─── Extract to read ───
SOON, some angry parent will steal a JCB, head down to the beach in north Co Dublin and sever one of the huge trunks of fibre-optic cable that connects Ireland to the internet. Like radical French farmer Jose Bove trashing a McDonalds, this will be seen as a threshold moment, a violent act of resistance against the presumed evils of globalisation.

Why would someone do that?

Read the sententious shite in The Daily Mail or listen to the roving lynch mob of Liveline and you'll know that it was the website YouTube that kicked a 15year-old girl in the head in Ballymun.

Or The Sunday Independent, reporting on 27 August that "leading child health expert" Dr Deirdre Forde of Kildare called for Bebo to be "banned" after someone wrote nasty things about her sex life in the comments section of her son's Bebo page.

She now looks upon her son as a "monster".
─── Dataset content ───
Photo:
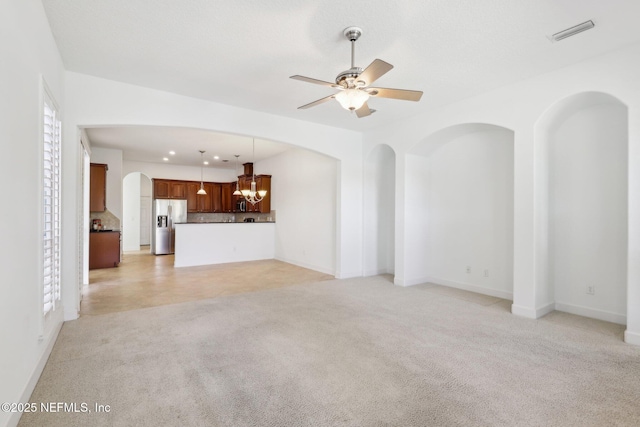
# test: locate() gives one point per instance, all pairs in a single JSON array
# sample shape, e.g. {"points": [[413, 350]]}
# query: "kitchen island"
{"points": [[218, 243]]}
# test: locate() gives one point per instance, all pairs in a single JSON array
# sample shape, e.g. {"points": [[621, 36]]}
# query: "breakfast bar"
{"points": [[217, 243]]}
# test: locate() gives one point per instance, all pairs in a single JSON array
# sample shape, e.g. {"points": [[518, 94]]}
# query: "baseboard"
{"points": [[410, 282], [530, 312], [377, 272], [35, 374], [311, 267], [632, 338], [593, 313]]}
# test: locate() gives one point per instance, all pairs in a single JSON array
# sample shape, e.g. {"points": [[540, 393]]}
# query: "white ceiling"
{"points": [[154, 144], [242, 52]]}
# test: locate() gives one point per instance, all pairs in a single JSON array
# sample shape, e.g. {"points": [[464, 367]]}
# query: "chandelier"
{"points": [[251, 195], [237, 192], [201, 191]]}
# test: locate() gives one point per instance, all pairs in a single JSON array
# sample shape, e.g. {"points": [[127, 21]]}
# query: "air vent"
{"points": [[572, 31]]}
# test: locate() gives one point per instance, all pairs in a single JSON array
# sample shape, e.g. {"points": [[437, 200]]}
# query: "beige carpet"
{"points": [[357, 352]]}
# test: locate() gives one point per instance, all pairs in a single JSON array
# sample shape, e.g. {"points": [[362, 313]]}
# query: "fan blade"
{"points": [[374, 71], [314, 81], [314, 103], [405, 95], [364, 111]]}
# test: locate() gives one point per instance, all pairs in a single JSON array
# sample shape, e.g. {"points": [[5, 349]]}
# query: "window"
{"points": [[51, 205]]}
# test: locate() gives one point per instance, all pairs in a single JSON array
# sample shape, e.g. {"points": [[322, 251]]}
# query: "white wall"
{"points": [[28, 54], [180, 172], [303, 188], [518, 107], [131, 212], [99, 102], [379, 219], [113, 158], [588, 211], [462, 197]]}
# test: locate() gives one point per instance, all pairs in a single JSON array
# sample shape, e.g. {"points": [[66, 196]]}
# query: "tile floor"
{"points": [[144, 280]]}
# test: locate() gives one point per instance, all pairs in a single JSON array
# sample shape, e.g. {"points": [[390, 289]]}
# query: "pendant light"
{"points": [[252, 196], [237, 192], [201, 191]]}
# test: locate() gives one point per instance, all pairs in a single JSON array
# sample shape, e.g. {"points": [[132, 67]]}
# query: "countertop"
{"points": [[226, 222]]}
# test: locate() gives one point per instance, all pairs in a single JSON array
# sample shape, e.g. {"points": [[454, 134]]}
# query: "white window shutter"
{"points": [[51, 206]]}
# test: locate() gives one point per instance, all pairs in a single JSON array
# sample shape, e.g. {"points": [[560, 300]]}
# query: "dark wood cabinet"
{"points": [[228, 202], [169, 189], [216, 197], [98, 187], [199, 203], [104, 249], [263, 182], [219, 197]]}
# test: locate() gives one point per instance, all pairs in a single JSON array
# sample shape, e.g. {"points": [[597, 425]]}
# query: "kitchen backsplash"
{"points": [[231, 217], [108, 220]]}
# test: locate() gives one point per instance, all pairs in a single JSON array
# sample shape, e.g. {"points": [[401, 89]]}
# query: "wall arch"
{"points": [[379, 211], [459, 209], [582, 182]]}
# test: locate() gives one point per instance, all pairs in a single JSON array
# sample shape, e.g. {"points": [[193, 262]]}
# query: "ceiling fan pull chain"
{"points": [[353, 53]]}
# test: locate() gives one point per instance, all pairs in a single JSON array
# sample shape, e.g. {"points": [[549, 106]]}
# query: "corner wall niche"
{"points": [[586, 143]]}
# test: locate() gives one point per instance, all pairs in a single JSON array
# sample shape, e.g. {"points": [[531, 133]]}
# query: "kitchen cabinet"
{"points": [[228, 202], [169, 189], [98, 187], [199, 202], [219, 197], [104, 249], [263, 182], [216, 197]]}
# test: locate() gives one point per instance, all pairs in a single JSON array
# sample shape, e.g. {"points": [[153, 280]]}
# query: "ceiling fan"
{"points": [[354, 83]]}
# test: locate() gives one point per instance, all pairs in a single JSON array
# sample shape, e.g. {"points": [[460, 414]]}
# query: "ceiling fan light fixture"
{"points": [[352, 99]]}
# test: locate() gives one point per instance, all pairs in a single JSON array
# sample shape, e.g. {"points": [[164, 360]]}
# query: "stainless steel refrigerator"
{"points": [[166, 213]]}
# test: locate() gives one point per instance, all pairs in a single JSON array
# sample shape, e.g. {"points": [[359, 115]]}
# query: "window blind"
{"points": [[51, 206]]}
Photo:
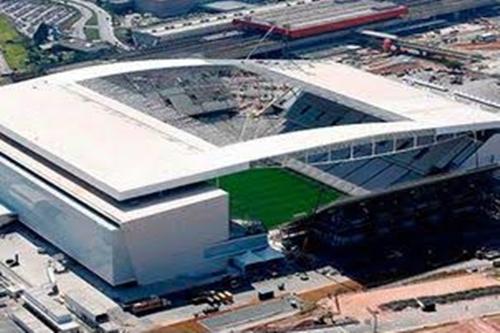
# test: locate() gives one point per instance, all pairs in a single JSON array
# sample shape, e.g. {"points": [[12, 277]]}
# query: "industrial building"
{"points": [[114, 164], [165, 8], [323, 17]]}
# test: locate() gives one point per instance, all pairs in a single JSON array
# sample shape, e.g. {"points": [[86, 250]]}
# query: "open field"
{"points": [[13, 45], [274, 196]]}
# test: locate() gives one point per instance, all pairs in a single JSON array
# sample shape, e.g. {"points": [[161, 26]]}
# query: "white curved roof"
{"points": [[126, 154]]}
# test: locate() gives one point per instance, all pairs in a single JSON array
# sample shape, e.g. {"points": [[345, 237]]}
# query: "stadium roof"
{"points": [[127, 154]]}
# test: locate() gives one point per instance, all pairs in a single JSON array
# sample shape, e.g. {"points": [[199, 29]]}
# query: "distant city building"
{"points": [[165, 8]]}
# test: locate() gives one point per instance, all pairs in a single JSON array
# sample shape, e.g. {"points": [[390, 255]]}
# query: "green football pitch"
{"points": [[274, 196]]}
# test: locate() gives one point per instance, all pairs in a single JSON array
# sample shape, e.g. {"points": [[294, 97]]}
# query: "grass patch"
{"points": [[92, 34], [92, 20], [13, 45], [274, 196]]}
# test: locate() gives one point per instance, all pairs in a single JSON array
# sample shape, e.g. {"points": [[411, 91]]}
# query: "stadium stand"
{"points": [[227, 105]]}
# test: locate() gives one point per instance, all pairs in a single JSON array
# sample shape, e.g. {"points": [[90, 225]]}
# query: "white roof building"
{"points": [[123, 193]]}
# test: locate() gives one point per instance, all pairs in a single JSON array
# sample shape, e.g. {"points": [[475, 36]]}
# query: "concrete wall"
{"points": [[171, 245], [161, 247], [85, 236]]}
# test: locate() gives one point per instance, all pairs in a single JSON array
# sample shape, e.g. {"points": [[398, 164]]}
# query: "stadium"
{"points": [[174, 170]]}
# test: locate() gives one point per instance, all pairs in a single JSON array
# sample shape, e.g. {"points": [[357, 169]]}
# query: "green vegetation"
{"points": [[13, 46], [92, 21], [92, 33], [274, 196]]}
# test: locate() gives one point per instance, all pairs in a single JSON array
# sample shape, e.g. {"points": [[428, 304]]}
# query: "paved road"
{"points": [[4, 67], [79, 26], [105, 21]]}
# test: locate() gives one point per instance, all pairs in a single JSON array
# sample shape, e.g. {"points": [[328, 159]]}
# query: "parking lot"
{"points": [[29, 14]]}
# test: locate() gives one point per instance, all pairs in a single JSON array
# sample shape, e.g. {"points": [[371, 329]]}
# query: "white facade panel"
{"points": [[171, 245], [77, 231]]}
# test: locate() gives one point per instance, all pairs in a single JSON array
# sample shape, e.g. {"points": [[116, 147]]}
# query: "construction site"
{"points": [[339, 175]]}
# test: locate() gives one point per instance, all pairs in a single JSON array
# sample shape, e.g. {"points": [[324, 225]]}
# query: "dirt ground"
{"points": [[477, 325], [190, 326], [356, 304]]}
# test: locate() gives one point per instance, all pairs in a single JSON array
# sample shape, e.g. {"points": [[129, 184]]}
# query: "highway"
{"points": [[78, 28], [105, 21]]}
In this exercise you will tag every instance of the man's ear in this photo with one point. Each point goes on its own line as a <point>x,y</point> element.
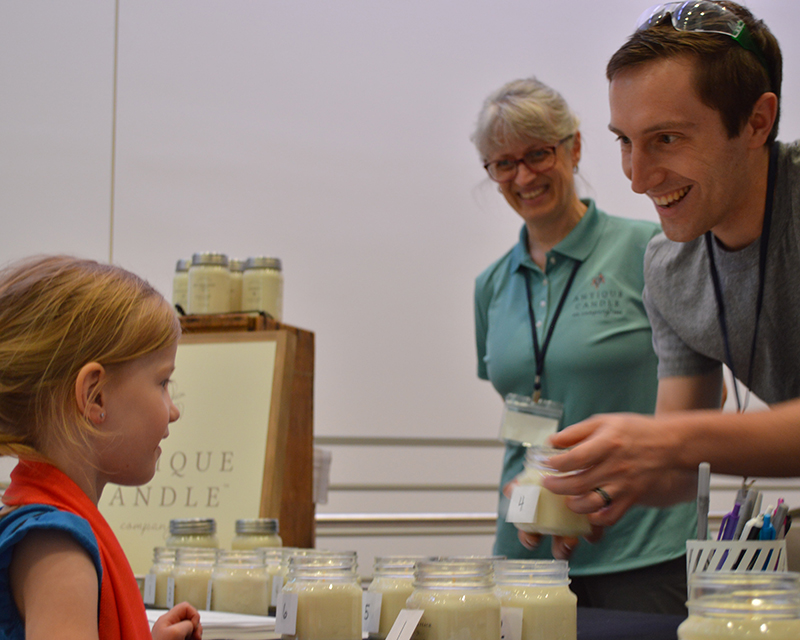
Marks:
<point>88,392</point>
<point>761,120</point>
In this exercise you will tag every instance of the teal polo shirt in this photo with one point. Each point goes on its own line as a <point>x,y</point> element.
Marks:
<point>600,359</point>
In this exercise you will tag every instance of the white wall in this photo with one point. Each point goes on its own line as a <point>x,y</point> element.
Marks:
<point>334,135</point>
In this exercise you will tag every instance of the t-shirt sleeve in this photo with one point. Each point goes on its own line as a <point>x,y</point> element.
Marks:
<point>481,326</point>
<point>14,527</point>
<point>675,357</point>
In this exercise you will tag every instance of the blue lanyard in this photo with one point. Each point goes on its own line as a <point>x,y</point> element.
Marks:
<point>762,268</point>
<point>537,352</point>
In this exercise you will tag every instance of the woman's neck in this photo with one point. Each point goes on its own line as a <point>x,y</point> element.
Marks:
<point>543,235</point>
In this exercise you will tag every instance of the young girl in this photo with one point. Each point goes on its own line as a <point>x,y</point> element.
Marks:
<point>86,353</point>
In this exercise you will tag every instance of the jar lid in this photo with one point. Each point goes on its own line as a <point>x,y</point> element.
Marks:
<point>263,262</point>
<point>256,526</point>
<point>210,258</point>
<point>190,526</point>
<point>532,572</point>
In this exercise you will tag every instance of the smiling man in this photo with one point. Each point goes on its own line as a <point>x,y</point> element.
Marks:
<point>694,98</point>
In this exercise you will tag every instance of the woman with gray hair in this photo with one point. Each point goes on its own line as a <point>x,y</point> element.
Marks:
<point>560,318</point>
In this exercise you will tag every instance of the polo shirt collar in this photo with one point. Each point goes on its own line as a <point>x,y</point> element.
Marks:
<point>577,245</point>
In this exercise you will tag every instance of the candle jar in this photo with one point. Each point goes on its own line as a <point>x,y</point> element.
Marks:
<point>458,600</point>
<point>394,581</point>
<point>553,516</point>
<point>193,532</point>
<point>236,270</point>
<point>256,533</point>
<point>180,286</point>
<point>276,560</point>
<point>748,604</point>
<point>262,286</point>
<point>329,596</point>
<point>209,283</point>
<point>161,570</point>
<point>239,583</point>
<point>191,576</point>
<point>541,589</point>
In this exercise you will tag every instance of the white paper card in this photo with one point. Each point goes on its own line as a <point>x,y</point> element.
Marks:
<point>286,614</point>
<point>150,589</point>
<point>170,592</point>
<point>404,625</point>
<point>277,587</point>
<point>522,505</point>
<point>371,612</point>
<point>510,623</point>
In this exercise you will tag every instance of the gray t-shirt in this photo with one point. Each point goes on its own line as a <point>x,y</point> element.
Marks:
<point>680,302</point>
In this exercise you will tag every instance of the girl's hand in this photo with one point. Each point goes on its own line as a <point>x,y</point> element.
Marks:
<point>182,622</point>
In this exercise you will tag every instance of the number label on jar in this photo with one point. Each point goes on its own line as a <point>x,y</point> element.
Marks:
<point>510,623</point>
<point>371,610</point>
<point>522,505</point>
<point>286,613</point>
<point>407,620</point>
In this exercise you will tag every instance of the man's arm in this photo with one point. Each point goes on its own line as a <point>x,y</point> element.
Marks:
<point>653,460</point>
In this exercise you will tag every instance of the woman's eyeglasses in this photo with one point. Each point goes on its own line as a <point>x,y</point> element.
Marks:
<point>536,160</point>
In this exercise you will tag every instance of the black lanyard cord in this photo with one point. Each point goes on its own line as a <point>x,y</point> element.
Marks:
<point>762,270</point>
<point>538,353</point>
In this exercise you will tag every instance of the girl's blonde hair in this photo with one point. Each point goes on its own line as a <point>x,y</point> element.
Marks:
<point>57,314</point>
<point>523,111</point>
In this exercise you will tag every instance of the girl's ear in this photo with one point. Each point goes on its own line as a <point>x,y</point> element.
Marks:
<point>88,393</point>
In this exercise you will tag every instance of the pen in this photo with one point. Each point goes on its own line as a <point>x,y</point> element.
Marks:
<point>729,524</point>
<point>767,530</point>
<point>745,513</point>
<point>779,519</point>
<point>703,492</point>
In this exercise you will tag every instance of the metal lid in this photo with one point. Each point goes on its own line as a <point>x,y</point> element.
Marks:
<point>256,526</point>
<point>210,258</point>
<point>263,262</point>
<point>192,526</point>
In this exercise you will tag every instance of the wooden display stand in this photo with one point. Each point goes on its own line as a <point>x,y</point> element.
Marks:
<point>296,502</point>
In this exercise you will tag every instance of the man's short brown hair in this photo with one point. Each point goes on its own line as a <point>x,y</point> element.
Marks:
<point>728,77</point>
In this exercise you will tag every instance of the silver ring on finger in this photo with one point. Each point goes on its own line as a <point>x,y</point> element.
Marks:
<point>604,495</point>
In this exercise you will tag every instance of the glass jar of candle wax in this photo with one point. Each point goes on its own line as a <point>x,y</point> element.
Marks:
<point>458,600</point>
<point>329,596</point>
<point>262,286</point>
<point>239,583</point>
<point>163,564</point>
<point>193,532</point>
<point>393,579</point>
<point>541,589</point>
<point>553,516</point>
<point>209,283</point>
<point>733,605</point>
<point>180,286</point>
<point>236,271</point>
<point>256,533</point>
<point>192,574</point>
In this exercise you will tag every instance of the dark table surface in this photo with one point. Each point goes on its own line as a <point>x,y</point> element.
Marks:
<point>604,624</point>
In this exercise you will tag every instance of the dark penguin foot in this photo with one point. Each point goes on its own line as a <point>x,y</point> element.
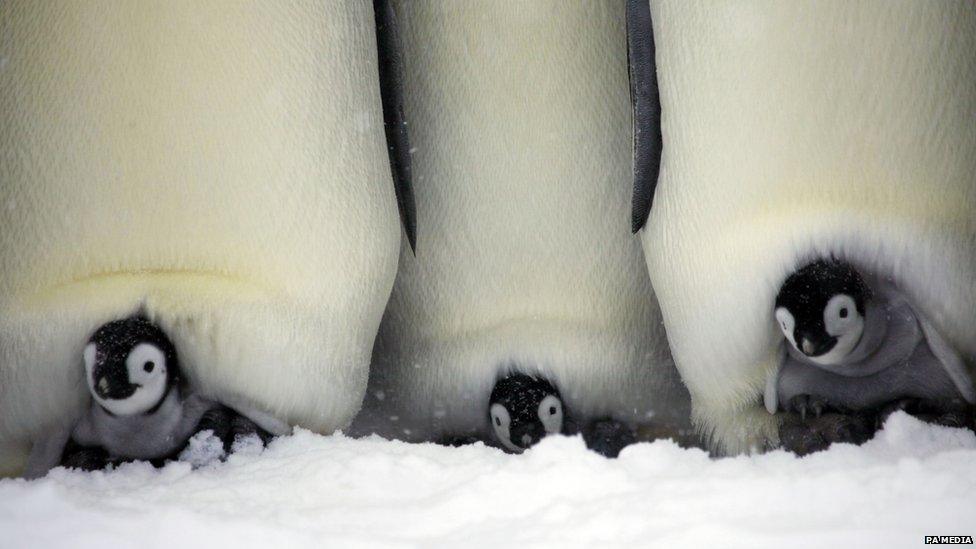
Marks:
<point>84,458</point>
<point>230,426</point>
<point>458,440</point>
<point>608,437</point>
<point>817,433</point>
<point>808,405</point>
<point>952,415</point>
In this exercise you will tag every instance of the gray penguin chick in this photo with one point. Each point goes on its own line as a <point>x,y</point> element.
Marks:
<point>851,346</point>
<point>139,409</point>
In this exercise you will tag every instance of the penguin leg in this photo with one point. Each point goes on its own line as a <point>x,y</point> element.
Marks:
───
## Tasks to complete
**1.** According to the article on online panic, on what date did The Sunday Independent report Dr Deirdre Forde's call for Bebo to be banned?
**2.** State whether each statement agrees with the article on online panic, answering yes or no and quoting the words that decide it: (a) The article compares the imagined attack on the cable to Jose Bove trashing a McDonalds. (b) The article says Dr Deirdre Forde is from Dublin. (c) The article says the girl kicked in Ballymun was 15 years old.
The material plays no part in this work.

## Expected answers
**1.** 27 August.

**2.**
(a) Yes: "Like radical French farmer Jose Bove trashing a McDonalds"
(b) No: "Dr Deirdre Forde of Kildare"
(c) Yes: "a 15year-old girl in the head in Ballymun"